- [Estratto del documento]
###
Giova premettere, in diritto, come in caso di reato continuato, qualora debba farsi applicazione della disciplina più favorevole dettata, per la prescrizione del reato, dall’articolo 158 cod. pen., come modificato dalla L. 5 dicembre 2005 n. 251, il termine iniziale della prescrizione non possa essere individuato, per tutte le violazioni, in quello dell’inizio della condotta criminosa, e cioè in quello della commissione della prima di esse, ovvero nella cessazione dell’accertata continuazione ma vada fissato, per ciascuna, nella relativa data di consumazione (v. Cass. Sez. Fer. 26 agosto 2008 n. 34505).
Nella specie, all’imputato vengono contestati, all’interno della ritenuta continuazione, fatti commessi a partire dal 1 giugno 2004 fino al 12 dicembre 2007.
Il termine prescrizionale applicabile, ai sensi degli articoli 157 e 161 cod. pen., appare essere di anni sette e mesi sei, a cui devono aggiungersi mesi tre e giorni uno di sospensione per rinvii delle udienze richiesti dalla difesa dell’imputato.
###
- [Dati registrati]
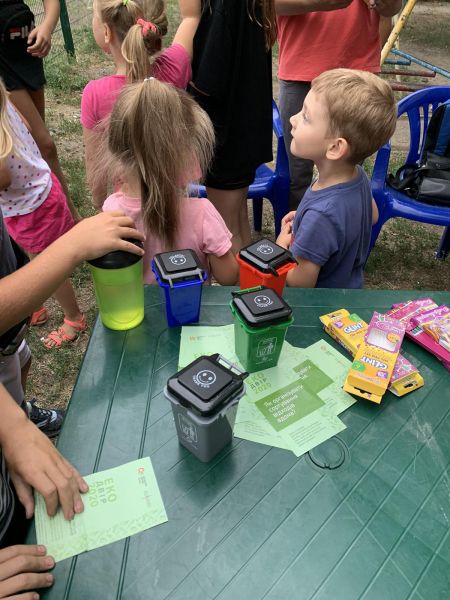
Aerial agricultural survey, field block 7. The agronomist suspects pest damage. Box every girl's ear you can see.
[326,138,350,160]
[103,23,113,44]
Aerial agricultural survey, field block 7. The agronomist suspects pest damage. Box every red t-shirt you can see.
###
- [Operazioni da svolgere]
1. Nel brano sulla prescrizione, riscrivi in forma più breve il paragrafo che inizia con "Il termine prescrizionale applicabile", mantenendone i fatti principali.
2. Riporta la parte del brano sulla prescrizione che si apre con le parole contenenti "Giova premettere, in" e si chiude con "2008 n. 34505).", sostituendo "condotta criminosa" con "condotta illecita".
3. Prosegui il brano sulla prescrizione del reato a partire dal punto in cui termina.

- [Risposte qui sotto]
1. Secondo gli articoli 157 e 161 cod. pen., il termine di prescrizione applicabile sembra essere di sette anni e sei mesi. A questo vanno aggiunti tre mesi e un giorno di sospensione per i rinvii delle udienze chiesti dalla difesa dell'imputato.

2.
Giova premettere, in diritto, come in caso di reato continuato, qualora debba farsi applicazione della disciplina più favorevole dettata, per la prescrizione del reato, dall’articolo 158 cod. pen., come modificato dalla L. 5 dicembre 2005 n. 251, il termine iniziale della prescrizione non possa essere individuato, per tutte le violazioni, in quello dell’inizio della condotta illecita, e cioè in quello della commissione della prima di esse, ovvero nella cessazione dell’accertata continuazione ma vada fissato, per ciascuna, nella relativa data di consumazione (v. Cass. Sez. Fer. 26 agosto 2008 n. 34505).

3.
Tutti i fatti commessi nell’anno 2004 risultano, pertanto, prescritti (29 ottobre 2004 più anni sette mesi nove e giorni uno di sospensione) al 30 luglio 2012 mentre le successive imputazioni a partire dal 2 ottobre 2005 sfuggono alla prescrizione.
Non potendo, però, questa Corte procedere alla rideterminazione della pena, in conseguenza dell’annullamento senza rinvio dell’impugnata sentenza quanto ai fatti estinti per prescrizione, comportando tale operazione valutazioni di merito e soggettive, s’impone la trasmissione degli atti alla Corte territoriale esclusivamente per la rideterminazione della pena.
6. In definitiva, la sentenza impugnata deve essere integralmente confermata, quanto all’accertamento della responsabilità penale per l’ascritto reato di cui all’articolo 615 ter così come contestato, mentre sarà compito della Corte territoriale quantificare la pena alla luce dell’intervenuta prescrizione per gli episodi compiuti dal 1 giugno 2004 al 29 ottobre 2004.

P.T.M.

La Corte, annulla senza rinvio la sentenza impugnata limitatamente alle statuizioni relative agli addebiti per i fatti fino al 29/10/2004 coerenti a reato estinto per intervenuta prescrizione. Dispone la trasmissione degli atti alla Corte di appello di Torino per la rideterminazione della pena. Rigetta nel resto.
Così deciso in Roma, il 15/1/2013.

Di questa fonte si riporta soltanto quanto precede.